> _TEXT SHOWN_
□ □ □ □ □ □ □

As a media literacy activity our class created educational radio spots to promote our school’s salad bar program, eating locally and making healthy food choices. Students enthusiastically wrote and recorded these public service announcements, which were then played on the morning announcements. Our hope is that this has helped to generate a school culture that values healthy and local food, as well as the people and land that are part of its growth.
When your guest speaker is a dynamic personality who loves to cook and feed her audience, the buy in from students is 100%. Our local guest chef, Andrea Duggan, ran a series of cooking workshops with our students ranging from bread making to butternut squash-a-polooza. She left us with recipes, skills and an enthusiasm for trying new things in the kitchen.
Whether accessing our Loughborough Salad Bar Club, learning to cook or getting our hands dirty in the garden, food literacy has been a multi-faceted journey for our school.
“When my daughter brought home school lunch forms, I was expecting the same fast food options like hot dogs and pizza. A salad bar was never offered at her former school! It was refreshing to be offered a healthy lunch at a very affordable price, all in a reusable container. My daughter looks forward to it every week. I believe all students deserve the opportunity to eat freshly grown food and more schools need to model healthy living.” – Bryna Abbott, Loughborough Parent
Loughborough Public School is located at 4330 Wheatley St, Sydenham, ON K0H 2T0
2016-2017 (Year 1)
Loughborough PS and Sydenham HS cultivate Food Literacy
In nature there is no waste, merely a cycle of cycles. One thing always leads to another. What a beautiful model to emulate.

□ □ □ □ □ □ □

> _INFORMATION SHOWN_
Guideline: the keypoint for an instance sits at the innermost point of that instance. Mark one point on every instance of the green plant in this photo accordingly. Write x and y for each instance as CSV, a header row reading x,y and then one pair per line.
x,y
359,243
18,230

□ □ □ □ □ □ □

> _WHAT THE TASK REQUIRES_
Copy out the full text above about the school food literacy program, word for word and without changes.

> _RESPONSE TO THE EXERCISE_
As a media literacy activity our class created educational radio spots to promote our school’s salad bar program, eating locally and making healthy food choices. Students enthusiastically wrote and recorded these public service announcements, which were then played on the morning announcements. Our hope is that this has helped to generate a school culture that values healthy and local food, as well as the people and land that are part of its growth.
When your guest speaker is a dynamic personality who loves to cook and feed her audience, the buy in from students is 100%. Our local guest chef, Andrea Duggan, ran a series of cooking workshops with our students ranging from bread making to butternut squash-a-polooza. She left us with recipes, skills and an enthusiasm for trying new things in the kitchen.
Whether accessing our Loughborough Salad Bar Club, learning to cook or getting our hands dirty in the garden, food literacy has been a multi-faceted journey for our school.
“When my daughter brought home school lunch forms, I was expecting the same fast food options like hot dogs and pizza. A salad bar was never offered at her former school! It was refreshing to be offered a healthy lunch at a very affordable price, all in a reusable container. My daughter looks forward to it every week. I believe all students deserve the opportunity to eat freshly grown food and more schools need to model healthy living.” – Bryna Abbott, Loughborough Parent
Loughborough Public School is located at 4330 Wheatley St, Sydenham, ON K0H 2T0
2016-2017 (Year 1)
Loughborough PS and Sydenham HS cultivate Food Literacy
In nature there is no waste, merely a cycle of cycles. One thing always leads to another. What a beautiful model to emulate.